--- PROBLEM STATEMENT ---
Produce an exact copy of the lines from the line containing "Put one point on each instance of the car front" through the last line of the entries below, and only those lines.

--- SUPPLIED ENTRIES ---

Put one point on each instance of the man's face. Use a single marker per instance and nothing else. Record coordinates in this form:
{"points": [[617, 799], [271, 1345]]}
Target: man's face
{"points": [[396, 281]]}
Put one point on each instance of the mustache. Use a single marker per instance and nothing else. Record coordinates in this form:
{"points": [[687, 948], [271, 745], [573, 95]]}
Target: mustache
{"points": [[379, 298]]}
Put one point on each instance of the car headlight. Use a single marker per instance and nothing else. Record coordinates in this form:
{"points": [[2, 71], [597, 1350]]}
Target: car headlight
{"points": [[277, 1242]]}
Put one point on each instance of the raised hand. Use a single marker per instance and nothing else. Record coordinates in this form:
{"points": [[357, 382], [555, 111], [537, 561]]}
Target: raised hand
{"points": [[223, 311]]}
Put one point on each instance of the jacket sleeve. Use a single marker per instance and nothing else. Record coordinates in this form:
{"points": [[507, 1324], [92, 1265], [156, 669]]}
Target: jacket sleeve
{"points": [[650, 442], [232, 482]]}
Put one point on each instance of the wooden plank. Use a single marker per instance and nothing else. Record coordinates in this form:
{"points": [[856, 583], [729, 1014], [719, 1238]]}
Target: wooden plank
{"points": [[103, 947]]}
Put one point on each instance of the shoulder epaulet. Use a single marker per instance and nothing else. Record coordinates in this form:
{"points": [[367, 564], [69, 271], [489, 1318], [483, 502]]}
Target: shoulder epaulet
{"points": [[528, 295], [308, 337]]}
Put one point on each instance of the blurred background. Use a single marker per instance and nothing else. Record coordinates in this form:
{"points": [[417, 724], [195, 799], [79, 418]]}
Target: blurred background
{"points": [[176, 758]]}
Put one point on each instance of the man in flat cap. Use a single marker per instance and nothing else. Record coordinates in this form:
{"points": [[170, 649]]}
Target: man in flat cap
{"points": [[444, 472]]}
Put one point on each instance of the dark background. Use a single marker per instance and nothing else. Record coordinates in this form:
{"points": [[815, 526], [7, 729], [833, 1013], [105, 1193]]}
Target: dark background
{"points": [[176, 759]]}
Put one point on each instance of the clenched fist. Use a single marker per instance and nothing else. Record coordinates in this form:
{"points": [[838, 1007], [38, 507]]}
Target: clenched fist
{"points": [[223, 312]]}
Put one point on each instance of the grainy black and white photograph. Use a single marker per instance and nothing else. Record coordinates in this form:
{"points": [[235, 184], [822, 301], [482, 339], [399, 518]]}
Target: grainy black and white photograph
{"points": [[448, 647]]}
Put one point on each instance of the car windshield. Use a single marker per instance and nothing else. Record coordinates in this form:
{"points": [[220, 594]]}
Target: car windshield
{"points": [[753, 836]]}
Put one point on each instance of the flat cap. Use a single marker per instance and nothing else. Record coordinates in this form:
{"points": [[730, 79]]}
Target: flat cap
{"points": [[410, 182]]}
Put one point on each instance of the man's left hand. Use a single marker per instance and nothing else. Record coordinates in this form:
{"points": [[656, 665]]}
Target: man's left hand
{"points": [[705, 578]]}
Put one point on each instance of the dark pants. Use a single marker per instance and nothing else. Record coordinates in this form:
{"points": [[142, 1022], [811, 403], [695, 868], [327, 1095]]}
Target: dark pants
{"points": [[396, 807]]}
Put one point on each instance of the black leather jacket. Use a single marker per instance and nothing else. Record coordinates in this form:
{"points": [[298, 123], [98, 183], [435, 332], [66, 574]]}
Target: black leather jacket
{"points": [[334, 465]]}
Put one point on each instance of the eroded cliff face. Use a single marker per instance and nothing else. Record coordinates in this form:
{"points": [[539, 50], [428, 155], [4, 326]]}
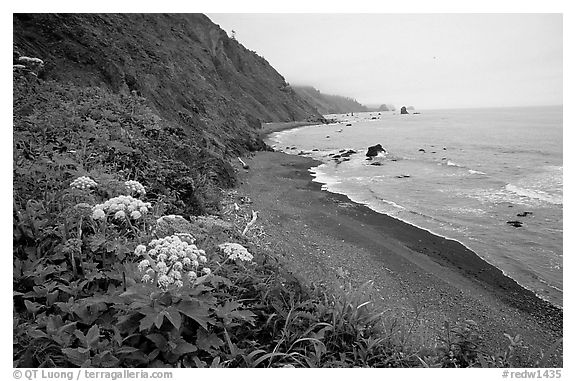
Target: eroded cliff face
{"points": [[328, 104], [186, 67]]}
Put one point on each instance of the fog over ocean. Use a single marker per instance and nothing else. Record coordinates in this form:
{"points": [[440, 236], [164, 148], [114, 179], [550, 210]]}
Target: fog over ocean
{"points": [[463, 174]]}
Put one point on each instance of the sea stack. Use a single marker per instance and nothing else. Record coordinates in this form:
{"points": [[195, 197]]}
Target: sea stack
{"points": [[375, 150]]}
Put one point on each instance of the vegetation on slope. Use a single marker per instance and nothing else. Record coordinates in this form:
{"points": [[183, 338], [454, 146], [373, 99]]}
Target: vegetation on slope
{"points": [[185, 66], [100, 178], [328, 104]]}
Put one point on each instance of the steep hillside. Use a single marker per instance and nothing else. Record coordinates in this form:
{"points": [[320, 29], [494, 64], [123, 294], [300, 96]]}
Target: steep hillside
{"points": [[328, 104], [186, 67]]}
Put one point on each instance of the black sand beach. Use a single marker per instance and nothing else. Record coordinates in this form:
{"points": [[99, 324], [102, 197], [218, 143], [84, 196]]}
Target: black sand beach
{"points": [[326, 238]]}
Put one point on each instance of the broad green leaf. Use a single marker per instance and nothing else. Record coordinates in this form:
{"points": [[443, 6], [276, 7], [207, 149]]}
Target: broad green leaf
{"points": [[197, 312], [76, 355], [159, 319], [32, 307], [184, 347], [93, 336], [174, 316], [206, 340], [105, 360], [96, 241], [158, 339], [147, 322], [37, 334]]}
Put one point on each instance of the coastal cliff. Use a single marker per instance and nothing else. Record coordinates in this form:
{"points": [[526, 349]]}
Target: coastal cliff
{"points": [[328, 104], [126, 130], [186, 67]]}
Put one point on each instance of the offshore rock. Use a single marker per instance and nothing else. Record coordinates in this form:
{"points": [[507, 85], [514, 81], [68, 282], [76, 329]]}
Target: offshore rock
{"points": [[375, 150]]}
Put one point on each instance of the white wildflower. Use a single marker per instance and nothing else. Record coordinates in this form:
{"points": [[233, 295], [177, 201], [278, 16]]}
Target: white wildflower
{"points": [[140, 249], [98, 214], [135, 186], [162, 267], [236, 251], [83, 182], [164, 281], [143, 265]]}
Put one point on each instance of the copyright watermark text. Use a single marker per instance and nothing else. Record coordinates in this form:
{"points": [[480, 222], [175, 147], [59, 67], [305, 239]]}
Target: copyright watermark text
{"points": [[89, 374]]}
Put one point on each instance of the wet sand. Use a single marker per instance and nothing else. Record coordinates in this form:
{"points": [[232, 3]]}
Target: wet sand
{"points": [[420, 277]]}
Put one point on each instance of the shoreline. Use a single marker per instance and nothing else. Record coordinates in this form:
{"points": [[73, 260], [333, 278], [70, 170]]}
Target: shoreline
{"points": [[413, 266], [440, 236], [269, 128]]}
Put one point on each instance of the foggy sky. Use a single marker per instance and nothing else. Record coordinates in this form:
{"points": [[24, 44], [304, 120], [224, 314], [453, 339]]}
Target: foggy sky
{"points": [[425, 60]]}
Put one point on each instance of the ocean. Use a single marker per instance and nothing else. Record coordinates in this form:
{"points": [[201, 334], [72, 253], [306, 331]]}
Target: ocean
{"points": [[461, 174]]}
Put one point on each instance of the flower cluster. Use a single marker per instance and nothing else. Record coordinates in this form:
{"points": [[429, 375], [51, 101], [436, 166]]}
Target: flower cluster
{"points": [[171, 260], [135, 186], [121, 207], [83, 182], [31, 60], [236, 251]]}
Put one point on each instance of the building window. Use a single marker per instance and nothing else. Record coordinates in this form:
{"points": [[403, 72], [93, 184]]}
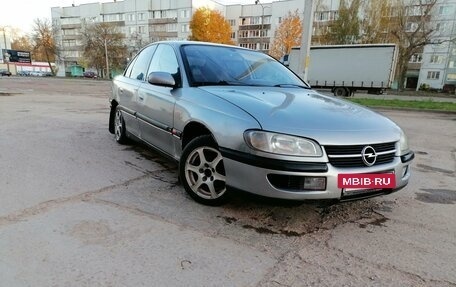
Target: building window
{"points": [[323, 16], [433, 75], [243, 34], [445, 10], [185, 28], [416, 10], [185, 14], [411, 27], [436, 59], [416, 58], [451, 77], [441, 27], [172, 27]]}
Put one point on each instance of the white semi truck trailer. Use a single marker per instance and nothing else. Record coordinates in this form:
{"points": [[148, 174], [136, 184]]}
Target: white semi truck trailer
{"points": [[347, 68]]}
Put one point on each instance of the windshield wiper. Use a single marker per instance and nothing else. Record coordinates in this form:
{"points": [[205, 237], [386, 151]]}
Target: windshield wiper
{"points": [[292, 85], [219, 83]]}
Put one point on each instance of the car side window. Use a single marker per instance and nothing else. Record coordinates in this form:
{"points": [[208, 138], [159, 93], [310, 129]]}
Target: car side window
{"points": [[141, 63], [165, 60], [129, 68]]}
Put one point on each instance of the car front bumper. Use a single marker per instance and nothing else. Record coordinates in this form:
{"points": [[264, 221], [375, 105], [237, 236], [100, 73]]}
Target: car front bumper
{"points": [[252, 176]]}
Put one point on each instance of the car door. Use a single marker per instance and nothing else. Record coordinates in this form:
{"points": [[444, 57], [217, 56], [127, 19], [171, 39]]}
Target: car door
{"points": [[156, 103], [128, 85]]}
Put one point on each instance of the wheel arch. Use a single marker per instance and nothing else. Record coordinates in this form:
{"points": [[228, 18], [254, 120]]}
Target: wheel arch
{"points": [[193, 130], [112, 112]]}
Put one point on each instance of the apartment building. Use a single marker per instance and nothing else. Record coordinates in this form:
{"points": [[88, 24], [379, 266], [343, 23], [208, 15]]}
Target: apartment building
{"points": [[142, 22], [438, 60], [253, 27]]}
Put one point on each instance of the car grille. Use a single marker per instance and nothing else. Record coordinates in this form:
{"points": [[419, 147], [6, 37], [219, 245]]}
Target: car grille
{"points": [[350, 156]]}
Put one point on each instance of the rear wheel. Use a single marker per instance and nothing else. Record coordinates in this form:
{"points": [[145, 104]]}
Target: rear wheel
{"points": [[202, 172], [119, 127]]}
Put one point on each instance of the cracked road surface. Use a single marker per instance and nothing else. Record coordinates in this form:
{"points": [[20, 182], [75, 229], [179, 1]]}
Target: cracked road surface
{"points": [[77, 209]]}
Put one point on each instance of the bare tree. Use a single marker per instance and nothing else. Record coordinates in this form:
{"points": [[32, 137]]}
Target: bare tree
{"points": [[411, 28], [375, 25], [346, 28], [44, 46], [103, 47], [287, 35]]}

--- FINAL RESULT ---
Put one point on each instance of the car front bumper. Use a single marker per instance and nothing else. Record coordinates in this form:
{"points": [[264, 221], [375, 105], [237, 236], [100, 73]]}
Target: car front bumper
{"points": [[252, 176]]}
Put one point on each instance of the car door. Use a single marker per instance and nothing else. Record coordinates in this form:
{"points": [[444, 57], [217, 56], [127, 19], [171, 39]]}
Target: car door
{"points": [[156, 103], [128, 85]]}
Put one point on each instance of the wheel arch. Use a single marker per instance and nothing else. Record coordinates in this form:
{"points": [[228, 18], [254, 120]]}
Target: wheel arch
{"points": [[193, 130], [112, 112]]}
Put one point on each instance of the apartment building. Use a single marker per instance and nothing else. Record coordinates in this form:
{"points": [[88, 24], [379, 266], [343, 23], [208, 15]]}
Target: apartment building
{"points": [[142, 22], [438, 60], [253, 27]]}
Put one point on each instance of the car grille. Use a single marker per instance and nothing else. Record coordinates in this form:
{"points": [[419, 147], [6, 37], [219, 245]]}
Target: car grille
{"points": [[350, 156]]}
Put one point on each instance of the rear wheel. Use a single marker per instance and nothing else. Record coordinates in this form:
{"points": [[145, 104]]}
Target: rear wheel
{"points": [[202, 172], [119, 127]]}
Put one point on each instance of the cracked road surface. Use a single marker per instance and nothing else. Record coordinates in this form:
{"points": [[20, 182], [75, 229], [179, 1]]}
Target: cracked road surface
{"points": [[77, 209]]}
Put one point on each instance of the bare tree. Use a single marker per instance and nothing else. Record coordinates in this form:
{"points": [[32, 137]]}
Target: bare tree
{"points": [[411, 28], [375, 25], [346, 28], [44, 46], [103, 47], [287, 35]]}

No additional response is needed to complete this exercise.